**CONSEGNA 1**
Che cosa esige l'impegno teologico, secondo il testo sulla riflessione teologica?
**CONSEGNA 2**
Riporti fedelmente, dal testo sulla riflessione teologica, tutto ciò che va da "In tempi di" fino a "la dimensione liturgico-simbolica.".
**CONSEGNA 3**
Continui il testo sulla riflessione teologica a partire dalla sua ultima frase.

**TESTO DELLA PAGINA**

Linee comuni per la vita dei nostri seminari |
L'esigenza di elaborare e offrire una riflessione teologica è stata, è e sarà una dimensione imprescindibile della vita e della missione della Chiesa.
Essa ha un suo proprio statuto spirituale.
« L'impegno teologico esige uno sforzo spirituale di rettitudine e di santificazione ».54
Se l'esigenza non è nuova, siamo chiamati a rispondervi in novità di spirito, nel solco della viva e autentica tradizione della Chiesa, così come la grande esperienza del Concilio Vaticano II ha cercato di fare e ci ha insegnato a fare.
« Il servizio alla dottrina, che implica la ricerca credente dell'intelligenza della fede e cioè la teologia, è pertanto un'esigenza alla quale la Chiesa non può rinunciare ».55
Grandi sono la portata e il significato di questa continua impresa, che si consegna ai nostri giorni e ci rende disponibile la conoscenza della salvezza, chiamando i credenti con i loro pastori ad appropriarsene e a comunicarla a loro volta, secondo i carismi ricevuti.
« In ogni epoca la teologia è importante perché la Chiesa possa rispondere al disegno di Dio [ … ].
In tempi di grandi mutamenti spirituali e culturali essa è ancora più importante, ma è anche esposta a rischi, dovendosi sforzare di "rimanere" nella verità ( cf. Gv 8,31 ) e tener conto nel medesimo tempo dei nuovi problemi che si pongono allo spirito umano ».56
È abbastanza comunemente acquisito che la riflessione teologica, ossia l'esperienza conoscitiva del depositum fidei, che si estende ininterrotta lungo il cammino e la tradizione della Chiesa, è avvenuta e si è trasmessa grazie a tre dimensioni o coordinate fondamentali:
nella fedeltà alla relazione con Dio, nell'inaudita familiarità con cui egli stesso ce l'ha donata: è la dimensione liturgico-simbolica.

**Record contenuti in un insieme di dati**
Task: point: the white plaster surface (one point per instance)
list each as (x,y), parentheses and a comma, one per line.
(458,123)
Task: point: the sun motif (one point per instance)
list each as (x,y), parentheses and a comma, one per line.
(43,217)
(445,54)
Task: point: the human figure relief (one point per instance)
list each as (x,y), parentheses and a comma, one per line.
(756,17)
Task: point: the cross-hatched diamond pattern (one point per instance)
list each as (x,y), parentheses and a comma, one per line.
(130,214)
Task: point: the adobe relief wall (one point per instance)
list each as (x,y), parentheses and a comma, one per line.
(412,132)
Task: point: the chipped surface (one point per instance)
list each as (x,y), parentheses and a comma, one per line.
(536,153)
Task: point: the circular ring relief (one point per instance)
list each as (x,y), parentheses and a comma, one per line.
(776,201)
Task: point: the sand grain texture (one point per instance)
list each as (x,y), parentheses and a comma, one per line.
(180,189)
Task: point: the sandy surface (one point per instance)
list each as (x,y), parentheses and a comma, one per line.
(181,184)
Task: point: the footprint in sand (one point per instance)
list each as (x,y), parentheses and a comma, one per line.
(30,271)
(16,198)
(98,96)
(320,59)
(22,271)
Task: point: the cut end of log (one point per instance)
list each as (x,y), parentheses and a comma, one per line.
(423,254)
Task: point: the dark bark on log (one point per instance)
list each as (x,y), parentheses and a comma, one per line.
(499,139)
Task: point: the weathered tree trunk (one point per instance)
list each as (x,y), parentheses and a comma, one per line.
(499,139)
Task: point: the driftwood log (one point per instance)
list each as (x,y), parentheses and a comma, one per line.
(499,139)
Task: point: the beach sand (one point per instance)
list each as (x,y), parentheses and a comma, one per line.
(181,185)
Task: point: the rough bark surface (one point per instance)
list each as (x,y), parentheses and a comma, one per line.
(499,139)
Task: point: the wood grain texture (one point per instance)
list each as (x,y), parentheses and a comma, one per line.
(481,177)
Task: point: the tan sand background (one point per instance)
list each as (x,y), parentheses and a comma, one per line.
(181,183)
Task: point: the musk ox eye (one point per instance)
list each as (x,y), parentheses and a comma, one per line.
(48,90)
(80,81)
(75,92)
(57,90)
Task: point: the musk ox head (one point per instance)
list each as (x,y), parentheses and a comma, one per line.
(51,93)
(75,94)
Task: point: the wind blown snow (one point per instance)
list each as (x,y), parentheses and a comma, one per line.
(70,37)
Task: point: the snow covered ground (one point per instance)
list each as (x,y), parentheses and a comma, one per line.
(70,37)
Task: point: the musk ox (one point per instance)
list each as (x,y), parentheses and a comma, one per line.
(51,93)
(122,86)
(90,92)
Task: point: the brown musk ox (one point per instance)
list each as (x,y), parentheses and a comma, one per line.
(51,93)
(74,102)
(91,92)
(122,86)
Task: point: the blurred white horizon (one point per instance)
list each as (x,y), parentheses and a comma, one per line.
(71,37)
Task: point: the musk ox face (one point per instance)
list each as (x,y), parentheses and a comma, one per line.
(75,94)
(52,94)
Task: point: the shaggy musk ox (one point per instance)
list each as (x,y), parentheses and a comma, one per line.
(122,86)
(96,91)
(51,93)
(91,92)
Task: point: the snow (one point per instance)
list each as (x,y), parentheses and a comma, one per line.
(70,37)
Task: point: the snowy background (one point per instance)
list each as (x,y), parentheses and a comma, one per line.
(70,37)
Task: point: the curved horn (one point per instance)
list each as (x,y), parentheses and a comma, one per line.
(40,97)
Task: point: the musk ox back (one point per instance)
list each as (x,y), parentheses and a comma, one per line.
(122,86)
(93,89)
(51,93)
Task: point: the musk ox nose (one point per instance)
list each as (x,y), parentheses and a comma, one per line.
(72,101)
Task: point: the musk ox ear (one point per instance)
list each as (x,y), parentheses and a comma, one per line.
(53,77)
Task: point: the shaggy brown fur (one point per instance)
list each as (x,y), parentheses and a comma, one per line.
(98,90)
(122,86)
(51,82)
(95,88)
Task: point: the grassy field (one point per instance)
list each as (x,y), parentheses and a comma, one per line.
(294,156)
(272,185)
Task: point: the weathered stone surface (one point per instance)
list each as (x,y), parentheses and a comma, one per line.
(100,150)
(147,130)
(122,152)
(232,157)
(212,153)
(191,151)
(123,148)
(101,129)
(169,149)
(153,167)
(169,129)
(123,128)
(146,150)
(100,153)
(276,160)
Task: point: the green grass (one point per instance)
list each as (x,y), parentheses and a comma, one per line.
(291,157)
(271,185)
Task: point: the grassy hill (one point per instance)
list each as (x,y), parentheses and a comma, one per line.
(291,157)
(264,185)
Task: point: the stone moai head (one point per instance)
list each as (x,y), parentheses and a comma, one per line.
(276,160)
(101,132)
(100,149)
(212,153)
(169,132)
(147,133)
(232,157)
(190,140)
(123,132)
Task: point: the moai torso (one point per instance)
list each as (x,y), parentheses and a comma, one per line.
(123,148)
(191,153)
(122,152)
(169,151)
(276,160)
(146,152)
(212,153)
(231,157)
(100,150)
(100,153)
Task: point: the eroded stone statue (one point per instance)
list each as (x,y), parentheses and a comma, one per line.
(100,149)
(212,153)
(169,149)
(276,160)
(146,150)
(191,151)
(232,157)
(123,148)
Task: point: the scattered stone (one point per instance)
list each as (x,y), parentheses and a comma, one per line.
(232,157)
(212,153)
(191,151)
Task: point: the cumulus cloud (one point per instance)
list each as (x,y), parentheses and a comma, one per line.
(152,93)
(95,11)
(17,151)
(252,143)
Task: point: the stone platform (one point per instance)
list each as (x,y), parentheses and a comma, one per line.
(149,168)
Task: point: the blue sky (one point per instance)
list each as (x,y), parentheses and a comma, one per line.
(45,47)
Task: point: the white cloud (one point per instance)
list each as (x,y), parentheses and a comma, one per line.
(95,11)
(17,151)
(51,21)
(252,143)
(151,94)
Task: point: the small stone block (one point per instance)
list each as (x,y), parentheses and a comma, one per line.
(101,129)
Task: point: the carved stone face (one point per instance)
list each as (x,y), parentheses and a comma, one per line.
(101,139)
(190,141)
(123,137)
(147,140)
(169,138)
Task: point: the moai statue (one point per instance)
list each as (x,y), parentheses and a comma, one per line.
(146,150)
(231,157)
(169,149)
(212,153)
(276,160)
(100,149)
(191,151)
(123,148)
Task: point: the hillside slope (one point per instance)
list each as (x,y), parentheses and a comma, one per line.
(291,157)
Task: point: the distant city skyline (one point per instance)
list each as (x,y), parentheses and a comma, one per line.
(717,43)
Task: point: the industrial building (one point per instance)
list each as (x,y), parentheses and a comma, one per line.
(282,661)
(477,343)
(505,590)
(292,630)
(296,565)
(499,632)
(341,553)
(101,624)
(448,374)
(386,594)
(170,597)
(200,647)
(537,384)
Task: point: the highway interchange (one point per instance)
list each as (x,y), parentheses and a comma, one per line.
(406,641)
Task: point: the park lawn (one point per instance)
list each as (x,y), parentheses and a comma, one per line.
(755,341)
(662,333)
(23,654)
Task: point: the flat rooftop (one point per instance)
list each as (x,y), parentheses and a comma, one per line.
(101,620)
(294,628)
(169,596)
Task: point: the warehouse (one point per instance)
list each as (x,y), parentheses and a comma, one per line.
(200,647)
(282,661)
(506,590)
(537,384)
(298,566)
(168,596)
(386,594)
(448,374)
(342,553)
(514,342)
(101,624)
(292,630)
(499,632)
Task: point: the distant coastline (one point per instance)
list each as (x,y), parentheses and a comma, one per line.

**RISPOSTA SCRITTA 1**
Uno sforzo spirituale di rettitudine e di santificazione.

**RISPOSTA SCRITTA 2**
In tempi di grandi mutamenti spirituali e culturali essa è ancora più importante, ma è anche esposta a rischi, dovendosi sforzare di "rimanere" nella verità ( cf. Gv 8,31 ) e tener conto nel medesimo tempo dei nuovi problemi che si pongono allo spirito umano ».56
È abbastanza comunemente acquisito che la riflessione teologica, ossia l'esperienza conoscitiva del depositum fidei, che si estende ininterrotta lungo il cammino e la tradizione della Chiesa, è avvenuta e si è trasmessa grazie a tre dimensioni o coordinate fondamentali:
nella fedeltà alla relazione con Dio, nell'inaudita familiarità con cui egli stesso ce l'ha donata: è la dimensione liturgico-simbolica.

**RISPOSTA SCRITTA 3**
In essa il popolo di Dio dimora e mantiene alta la tensione del desiderio, nutrendo la propria vita e riconoscendovi la sorgente delle propria crescita spirituale;
come luogo privilegiato della rivelazione di Dio, attraverso la quale si comprende il senso delle rotture e della continuità, si mantiene la memoria del vissuto e si scorge l'attrazione verso un compimento: è la dimensione storica della coscienza credente;
grazie al quale si raggiunge la dimensione dell'essenza, dove si afferra ciò che permane e non va soggetto a variazione: è la dimensione del pensiero concettuale, con il quale la Chiesa affronta il compito di proporre le grandi verità della fede.
Di fatto i pensieri e le sintesi teologiche si differenziano o divergono per come sono accentuate o si compongono tra loro queste dimensioni.
La conoscenza di come si siano sviluppati e intrecciati nella storia i percorsi della celebrazione liturgica, dell'agire pastorale e della riflessione teologica, che hanno costituito l'eredità giunta fino a noi, possiede oggi una strumentazione particolarmente affinata.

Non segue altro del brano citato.